Recorded information START
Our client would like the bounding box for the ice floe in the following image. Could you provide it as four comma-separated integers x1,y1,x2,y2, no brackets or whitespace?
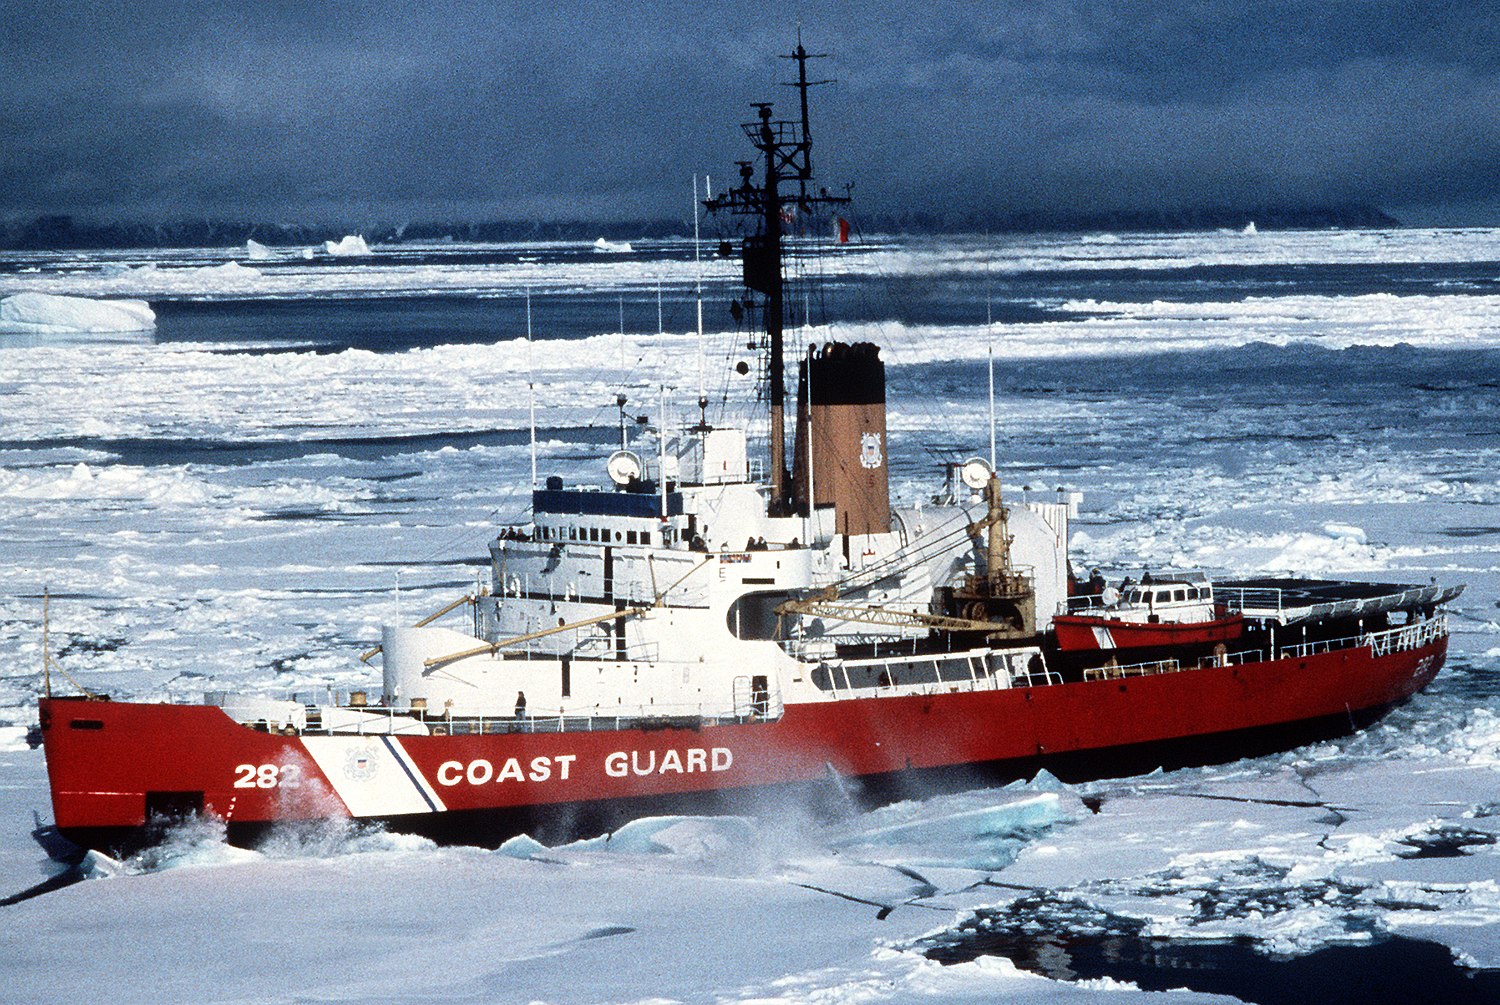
0,291,155,334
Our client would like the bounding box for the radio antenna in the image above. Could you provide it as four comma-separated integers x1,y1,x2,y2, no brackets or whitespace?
527,288,538,490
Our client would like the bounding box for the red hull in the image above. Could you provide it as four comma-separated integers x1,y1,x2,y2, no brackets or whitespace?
40,635,1446,848
1053,613,1244,651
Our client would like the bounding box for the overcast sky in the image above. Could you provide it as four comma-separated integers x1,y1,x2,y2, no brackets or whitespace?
4,1,1499,226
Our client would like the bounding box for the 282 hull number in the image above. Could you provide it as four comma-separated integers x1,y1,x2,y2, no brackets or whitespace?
233,763,302,789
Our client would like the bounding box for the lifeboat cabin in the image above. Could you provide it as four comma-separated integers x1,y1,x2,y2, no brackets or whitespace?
1053,572,1245,652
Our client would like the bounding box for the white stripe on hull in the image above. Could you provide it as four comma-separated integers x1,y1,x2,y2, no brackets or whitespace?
302,736,447,818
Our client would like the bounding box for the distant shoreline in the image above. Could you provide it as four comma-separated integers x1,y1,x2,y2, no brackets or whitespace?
0,204,1400,251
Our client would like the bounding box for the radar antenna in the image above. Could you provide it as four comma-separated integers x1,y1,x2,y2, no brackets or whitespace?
704,37,850,514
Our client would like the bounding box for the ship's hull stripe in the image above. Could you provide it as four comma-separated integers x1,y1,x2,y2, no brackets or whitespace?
301,736,436,818
383,735,445,813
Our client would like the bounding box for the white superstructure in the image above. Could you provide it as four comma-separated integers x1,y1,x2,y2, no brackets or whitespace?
376,413,1072,725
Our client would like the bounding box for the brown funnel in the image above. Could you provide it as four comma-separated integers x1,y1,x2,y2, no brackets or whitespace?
792,341,890,537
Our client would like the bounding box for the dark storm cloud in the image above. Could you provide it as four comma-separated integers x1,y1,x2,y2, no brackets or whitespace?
4,1,1499,224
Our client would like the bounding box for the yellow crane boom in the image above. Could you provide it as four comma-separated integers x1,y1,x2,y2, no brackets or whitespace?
774,596,1019,634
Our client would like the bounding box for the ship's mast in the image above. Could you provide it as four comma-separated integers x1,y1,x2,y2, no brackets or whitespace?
705,38,847,513
759,103,788,511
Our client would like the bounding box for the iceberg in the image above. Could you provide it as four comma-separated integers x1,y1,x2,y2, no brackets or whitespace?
323,235,372,257
245,239,275,261
593,237,633,253
0,292,155,334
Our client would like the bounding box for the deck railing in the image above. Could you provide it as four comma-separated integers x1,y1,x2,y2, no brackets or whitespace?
1217,586,1286,616
1077,615,1447,683
571,635,662,661
1083,658,1181,681
1275,614,1446,660
1062,594,1109,614
284,697,771,738
1011,668,1064,687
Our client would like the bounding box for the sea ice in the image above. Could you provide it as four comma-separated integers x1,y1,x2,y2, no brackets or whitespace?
834,793,1075,870
0,227,1497,999
191,261,260,284
497,833,551,859
0,751,1232,1004
562,814,757,857
1323,523,1368,543
0,292,155,334
2,228,1496,309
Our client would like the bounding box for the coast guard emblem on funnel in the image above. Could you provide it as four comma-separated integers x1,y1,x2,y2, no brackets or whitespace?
860,432,883,469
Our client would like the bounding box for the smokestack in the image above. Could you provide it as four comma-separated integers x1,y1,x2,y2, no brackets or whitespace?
792,341,890,537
Recorded information END
(Task directions)
Leaving every picture out, output the data exactly as it stands.

(Task answer)
Our client would like the bounding box for the ice floe in the following image. Could you provide it as four comma-separated integers x1,y1,x2,y2, no brackets or whitespace?
0,291,155,334
Our client would like the bounding box for the radio antenna in the image above. Could you provide it as four comma-separated integers x1,y1,x2,y2, no brackets or whitespace?
527,288,538,490
Our client would like the bounding box for the red hull in the image above. Could you provide it as four comma-separated integers x1,y1,x2,y2, no brackets or whitespace?
40,635,1446,848
1053,613,1244,651
Our client would like the bounding box for the overcast sky in the image above. Could you provide it as four comma-separated integers x1,y1,x2,y2, no brackets or whitespace?
4,1,1499,226
Our client would like the bounding box for the 282 hull number in the image above. Could you provide it as four comma-separated integers x1,y1,x2,y2, no brackets or whitespace?
233,763,302,789
Our client would like the bounding box for the lifeboat cabin in the image above. Could you provide it as four comma-separated integers x1,y1,x2,y2, no brackets or whitespace?
1053,572,1245,652
Our client would like the bounding box for the white stripe on hull in the image above. Could you provide it as four comma-separated integers x1,y1,x2,y2, no brackets or whitespace?
302,736,447,818
Our client would like the bounding box for the distant shoreline in the image above. Could you provide it as four comma-separated integers x1,y1,x2,y2, no brackets or whitespace?
0,204,1400,251
Our client would like the bounding box for the radar antenna in the image above. Could you provide it as four comma-separated integers x1,y1,x2,y2, no brackets or whitespace?
704,37,850,514
Our client would like the bounding box for the ship's hull stripe in the image above. Could you provide it as four comma-separated integers x1,y1,x2,y2, no brackets or whitespace?
301,736,436,818
383,735,445,813
Our client would like the bounding box for the white superstructure in the image above. Could you provide it as four comma-separated integers x1,y1,x2,y2, no brackets or whitespace?
376,413,1072,725
Our client would like the bounding box for the brown funnel in the image above. Could you provide it as four comma-separated integers x1,y1,x2,y2, no brackets or whitespace?
792,341,890,537
Our client would like the bounding box for the dark storm cloud in the image above. Could you provide it as four comma-separated integers x1,y1,x2,y2, no brackets or whitespace?
4,1,1499,224
Our client would like the bounding box for the yellow crane boom in the image above. Could you provide it as four comma-separated integers x1,y1,x2,y2, no brackets or whitespace?
774,596,1019,634
Our client would like the bounding box for the ship's mast in the image above. Could you provide it as four comma-separated integers x1,y1,x2,y2, no brackets or whitespace?
705,38,847,513
759,103,788,511
Our client would like the bounding box for the iceberg in the image above. Could you provide it as four comma-separated integers x1,y1,x2,y2, no brackets or whitespace?
323,235,372,257
245,239,275,261
593,237,633,253
0,292,155,334
Our client would like the bounding box for the deck railing in the image above. Could you provide it as four comma-separated integers x1,y1,x2,y2, no brackets or whitespace?
1217,586,1286,616
1077,615,1447,683
571,635,662,661
1083,658,1181,681
1275,614,1446,660
1062,594,1109,614
284,697,771,738
1011,668,1064,687
Our client would like the bounding box for the sea ice in the image above. Could you provide it as four comma-separated integers x1,y1,x2,y2, no brackets or whitespace?
834,793,1075,870
0,227,1497,999
191,261,260,284
497,833,551,859
0,751,1232,1004
562,814,757,857
1323,523,1368,543
0,292,155,334
2,228,1496,309
Our client would like the bounding box for the coast guard emblem on funnel in the image above. Could you provide it as four comma-separated integers x1,y1,x2,y2, no brackets or whitespace?
860,432,883,469
Our client would like the bounding box for the smokestack in the image above. Could you provide it as four comma-separated integers x1,y1,x2,y2, no brackets or whitespace?
792,341,890,537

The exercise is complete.